(TEXT EXCERPT)
_ _ _ _ _
# Switch X and Y on my Machine



## mtyflory (Apr 6, 2014)

I have a Probotix router and I would switch the X and Y axis. I would think it would not be that hard but I don't want to screw anything up on the computer config files in case it doesn't work. I thought I would ask in case someone has already gone through the change already. It is running LinuxCnc.


----------



## 4DThinker (Feb 16, 2014)

Which Probotix model? If it is the Comet/Asteroid/Meteor you'll be challenged because they use two motors for Y and only one for X.


----------



## OPG3 (Jan 9, 2011)

Marty,

First let me say that [obviously] I'm unfamiliar with your setup, but I have to ask this question. This is the sort of thing required daily in manufacturing. Can't you simply locate the centroid of vectors and then rotate your image 90*?

Otis Guillebeau from Auburn, Georgia


----------



## mtyflory (Apr 6, 2014)

I have the Meteor. I know that it is not an easy one to do.


----------



## mtyflory (Apr 6, 2014)

Yes I know I can just rotate the part. But the thing is I have been machining for a long time and to get my mind to change and think that the short axis is X is going to be a very hard thing for me to do. Its also about where I stand when running the router everything says that the axis are backward. I have never seen a machine where the X axis was not the longer travel axis. Thank you all for your help.


----------



## 4DThinker (Feb 16, 2014)

I went from a CNC shark to a Meteor. The Shark had a square 25" x 25" cutting area so X vs Y didn't matter. I got used to Y moving the gantry forward and back , and X moving the router left and right along the gantry. From my perspective the Meteor is just right. Y moves the Gantry forward and back, and X moves the router left and right along the gantry. 

Of course the Multicam I can use at work has X moving the gantry forward and back while Y moves the spindle along the gantry. I see your confusion and raise you a headache.


----------



## mtyflory (Apr 6, 2014)

4DThinker said:


> I went from a CNC shark to a Meteor. The Shark had a square 25" x 25" cutting area so X vs Y didn't matter. I got used to Y moving the gantry forward and back , and X moving the router left and right along the gantry. From my perspective the Meteor is just right. Y moves the Gantry forward and back, and X moves the router left and right along the gantry.
> 
> Of course the Multicam I can use at work has X moving the gantry forward and back while Y moves the spindle along the gantry. I see your confusion and raise you a headache.


Yea its not that I can't live with it but it more productive if it were reversed because I don't have to think before I do something.
_ _ _ _ _
(DATA SHOWN)
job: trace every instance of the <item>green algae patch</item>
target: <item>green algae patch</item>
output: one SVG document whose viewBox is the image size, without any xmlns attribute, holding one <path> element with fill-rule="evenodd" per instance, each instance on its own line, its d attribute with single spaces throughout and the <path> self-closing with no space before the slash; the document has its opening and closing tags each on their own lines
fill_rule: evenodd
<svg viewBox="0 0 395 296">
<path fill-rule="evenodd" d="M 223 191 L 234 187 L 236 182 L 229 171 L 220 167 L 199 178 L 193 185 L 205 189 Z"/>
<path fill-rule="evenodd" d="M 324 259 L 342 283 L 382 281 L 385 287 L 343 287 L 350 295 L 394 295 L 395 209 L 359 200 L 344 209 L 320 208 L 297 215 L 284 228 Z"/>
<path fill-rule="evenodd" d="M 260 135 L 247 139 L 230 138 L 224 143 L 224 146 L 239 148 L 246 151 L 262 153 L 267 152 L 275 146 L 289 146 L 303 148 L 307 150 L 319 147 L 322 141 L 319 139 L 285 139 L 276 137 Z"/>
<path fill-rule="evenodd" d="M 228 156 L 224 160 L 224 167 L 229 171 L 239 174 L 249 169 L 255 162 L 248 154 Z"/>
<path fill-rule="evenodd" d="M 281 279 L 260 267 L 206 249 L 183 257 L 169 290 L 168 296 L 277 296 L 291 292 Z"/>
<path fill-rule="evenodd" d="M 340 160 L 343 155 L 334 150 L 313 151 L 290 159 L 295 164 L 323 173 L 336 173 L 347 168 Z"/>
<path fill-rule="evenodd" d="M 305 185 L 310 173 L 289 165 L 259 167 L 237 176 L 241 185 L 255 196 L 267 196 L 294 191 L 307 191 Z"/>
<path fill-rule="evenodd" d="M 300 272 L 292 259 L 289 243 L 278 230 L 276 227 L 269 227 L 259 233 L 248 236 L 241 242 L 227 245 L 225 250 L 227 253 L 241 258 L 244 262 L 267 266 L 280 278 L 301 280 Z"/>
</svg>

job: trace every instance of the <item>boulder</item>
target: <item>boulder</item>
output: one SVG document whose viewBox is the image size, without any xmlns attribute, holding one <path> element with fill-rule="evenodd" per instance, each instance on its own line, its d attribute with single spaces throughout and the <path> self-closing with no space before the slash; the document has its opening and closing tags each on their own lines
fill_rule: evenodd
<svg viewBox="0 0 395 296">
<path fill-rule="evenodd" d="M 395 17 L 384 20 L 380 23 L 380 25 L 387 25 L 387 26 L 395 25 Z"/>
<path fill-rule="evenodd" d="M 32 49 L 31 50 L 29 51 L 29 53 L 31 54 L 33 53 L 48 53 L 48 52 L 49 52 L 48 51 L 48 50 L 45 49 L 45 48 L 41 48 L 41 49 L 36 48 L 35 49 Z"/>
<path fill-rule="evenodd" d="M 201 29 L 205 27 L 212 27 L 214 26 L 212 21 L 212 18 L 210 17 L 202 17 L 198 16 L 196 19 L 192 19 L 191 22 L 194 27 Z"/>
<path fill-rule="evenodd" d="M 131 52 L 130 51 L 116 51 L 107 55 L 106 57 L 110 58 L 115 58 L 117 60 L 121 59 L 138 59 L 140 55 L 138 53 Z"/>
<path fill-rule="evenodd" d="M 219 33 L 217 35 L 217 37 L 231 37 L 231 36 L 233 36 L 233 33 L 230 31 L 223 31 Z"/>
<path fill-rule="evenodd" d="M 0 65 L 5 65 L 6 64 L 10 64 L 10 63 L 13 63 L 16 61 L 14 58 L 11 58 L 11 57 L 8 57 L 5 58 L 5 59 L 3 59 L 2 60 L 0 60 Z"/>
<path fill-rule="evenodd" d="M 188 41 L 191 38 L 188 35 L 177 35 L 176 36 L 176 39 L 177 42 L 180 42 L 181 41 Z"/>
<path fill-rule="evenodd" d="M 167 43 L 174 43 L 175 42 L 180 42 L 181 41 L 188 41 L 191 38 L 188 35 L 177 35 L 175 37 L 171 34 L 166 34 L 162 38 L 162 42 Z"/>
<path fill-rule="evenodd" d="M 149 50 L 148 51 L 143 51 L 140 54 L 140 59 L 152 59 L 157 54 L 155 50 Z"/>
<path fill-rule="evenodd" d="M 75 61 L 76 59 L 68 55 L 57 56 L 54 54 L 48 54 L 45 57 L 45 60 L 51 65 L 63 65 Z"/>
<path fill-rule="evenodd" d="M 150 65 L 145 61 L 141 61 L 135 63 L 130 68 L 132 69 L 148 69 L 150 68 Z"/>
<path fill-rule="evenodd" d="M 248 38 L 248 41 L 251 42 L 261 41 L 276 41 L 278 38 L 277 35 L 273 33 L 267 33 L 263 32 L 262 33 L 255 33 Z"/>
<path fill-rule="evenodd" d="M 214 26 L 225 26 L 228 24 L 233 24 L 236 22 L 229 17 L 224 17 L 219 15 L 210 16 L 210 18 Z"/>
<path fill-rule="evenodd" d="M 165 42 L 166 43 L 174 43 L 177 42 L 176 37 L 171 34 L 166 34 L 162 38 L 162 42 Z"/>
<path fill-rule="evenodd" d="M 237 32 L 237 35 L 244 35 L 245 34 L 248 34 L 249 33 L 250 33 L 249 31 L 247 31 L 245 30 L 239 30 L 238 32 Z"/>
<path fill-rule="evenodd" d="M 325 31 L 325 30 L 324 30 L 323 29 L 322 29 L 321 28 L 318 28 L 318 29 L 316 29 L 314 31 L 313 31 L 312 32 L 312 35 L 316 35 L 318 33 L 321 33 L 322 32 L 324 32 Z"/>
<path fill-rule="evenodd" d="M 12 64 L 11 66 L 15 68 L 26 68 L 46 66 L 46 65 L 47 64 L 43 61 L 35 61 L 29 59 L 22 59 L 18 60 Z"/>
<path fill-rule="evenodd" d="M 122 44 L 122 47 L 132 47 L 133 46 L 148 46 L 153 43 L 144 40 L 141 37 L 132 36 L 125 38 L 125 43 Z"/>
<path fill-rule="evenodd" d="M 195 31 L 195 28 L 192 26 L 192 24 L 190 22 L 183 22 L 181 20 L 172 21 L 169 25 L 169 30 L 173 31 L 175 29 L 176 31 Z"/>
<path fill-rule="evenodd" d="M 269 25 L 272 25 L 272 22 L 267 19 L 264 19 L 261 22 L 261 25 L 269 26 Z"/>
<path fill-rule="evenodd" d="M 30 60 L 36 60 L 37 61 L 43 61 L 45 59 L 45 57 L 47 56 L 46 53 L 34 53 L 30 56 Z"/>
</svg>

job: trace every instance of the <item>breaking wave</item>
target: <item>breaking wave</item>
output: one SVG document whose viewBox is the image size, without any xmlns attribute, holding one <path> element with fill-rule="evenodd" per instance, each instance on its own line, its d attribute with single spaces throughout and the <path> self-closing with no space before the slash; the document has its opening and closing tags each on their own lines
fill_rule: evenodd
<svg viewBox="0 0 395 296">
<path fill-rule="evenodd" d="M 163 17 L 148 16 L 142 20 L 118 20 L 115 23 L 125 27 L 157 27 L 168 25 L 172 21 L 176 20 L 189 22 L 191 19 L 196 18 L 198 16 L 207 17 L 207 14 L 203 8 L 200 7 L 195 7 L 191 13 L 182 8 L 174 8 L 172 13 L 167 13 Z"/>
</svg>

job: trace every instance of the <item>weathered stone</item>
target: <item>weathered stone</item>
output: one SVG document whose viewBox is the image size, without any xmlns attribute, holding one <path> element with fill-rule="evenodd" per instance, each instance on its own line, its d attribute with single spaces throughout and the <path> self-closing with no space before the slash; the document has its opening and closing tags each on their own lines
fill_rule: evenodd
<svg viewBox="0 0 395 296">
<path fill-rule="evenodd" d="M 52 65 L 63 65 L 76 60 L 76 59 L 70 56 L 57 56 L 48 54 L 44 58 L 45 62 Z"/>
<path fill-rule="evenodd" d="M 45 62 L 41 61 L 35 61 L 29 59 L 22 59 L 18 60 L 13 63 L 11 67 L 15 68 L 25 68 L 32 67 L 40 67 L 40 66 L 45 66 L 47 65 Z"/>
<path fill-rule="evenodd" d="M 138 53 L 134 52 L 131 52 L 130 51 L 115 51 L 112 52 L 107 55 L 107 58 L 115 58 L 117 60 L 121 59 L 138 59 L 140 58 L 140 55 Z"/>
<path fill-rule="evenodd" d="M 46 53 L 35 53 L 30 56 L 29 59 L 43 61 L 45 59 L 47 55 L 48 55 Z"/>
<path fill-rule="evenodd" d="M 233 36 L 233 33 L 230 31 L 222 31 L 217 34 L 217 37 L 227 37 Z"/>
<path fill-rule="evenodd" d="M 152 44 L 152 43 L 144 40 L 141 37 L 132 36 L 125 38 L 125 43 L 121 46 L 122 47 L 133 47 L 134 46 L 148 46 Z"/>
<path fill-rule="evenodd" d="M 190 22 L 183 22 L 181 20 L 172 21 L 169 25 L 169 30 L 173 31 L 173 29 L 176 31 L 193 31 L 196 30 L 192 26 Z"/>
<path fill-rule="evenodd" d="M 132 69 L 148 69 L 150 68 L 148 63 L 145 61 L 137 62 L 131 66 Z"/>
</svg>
_ _ _ _ _
(WRITTEN TASK 1) Using the axis-swap thread, decide whether each statement agrees with it: (a) The Meteor uses two motors for Y and one for X. (b) The CNC Shark had a rectangular cutting area. (c) The Multicam at work has Y moving the gantry forward and back. Answer yes or no for each and quote the deciding words.
(WRITTEN TASK 2) Carry the axis-swap thread forward from its last post.
The records have no connection to the axis-swap thread.

(WRITTEN ANSWER 1)
(a) Yes: "they use two motors for Y and only one for X."
(b) No: "The Shark had a square 25" x 25" cutting area"
(c) No: "has X moving the gantry forward and back while Y moves the spindle along the gantry."

(WRITTEN ANSWER 2)
----------



## 4DThinker (Feb 16, 2014)

The folks at Probotix are typically very helpful. You might give their support number a call to ask about swapping X and Y. They are getting busy these days now with more orders than expected, so just don't be surprised if it takes them awhile to get an answer for you. 

If I was more comfortable with Linux I'd look into the LinuxCNC settings for you, but given the meteor is my first exposure I'm not wanting to risk screwing myself in the process. 

4D


----------



## mtyflory (Apr 6, 2014)

4DThinker said:


> The folks at Probotix are typically very helpful. You might give their support number a call to ask about swapping X and Y. They are getting busy these days now with more orders than expected, so just don't be surprised if it takes them awhile to get an answer for you.
> 
> If I was more comfortable with Linux I'd look into the LinuxCNC settings for you, but given the meteor is my first exposure I'm not wanting to risk screwing myself in the process.
> 
> 4D


Yes I know they are getting very busy. And they did say that I should be able to find the config file somewhere on their web sight but it is not anywhere I can find it. I think I will give them another call and see if they can tell me exactly how to convert this over.

Thanks to all.


----------



## 4DThinker (Feb 16, 2014)

They may have meant finding the config file to edit on your linux PC. If they know how to change it so X is Y and Y is X, then ask them if they can simply email you the edited file with info on where to copy it to.


----------



## mtyflory (Apr 6, 2014)

Yes I will have to call them again and see if they can help with the config file.

Thank You for your help.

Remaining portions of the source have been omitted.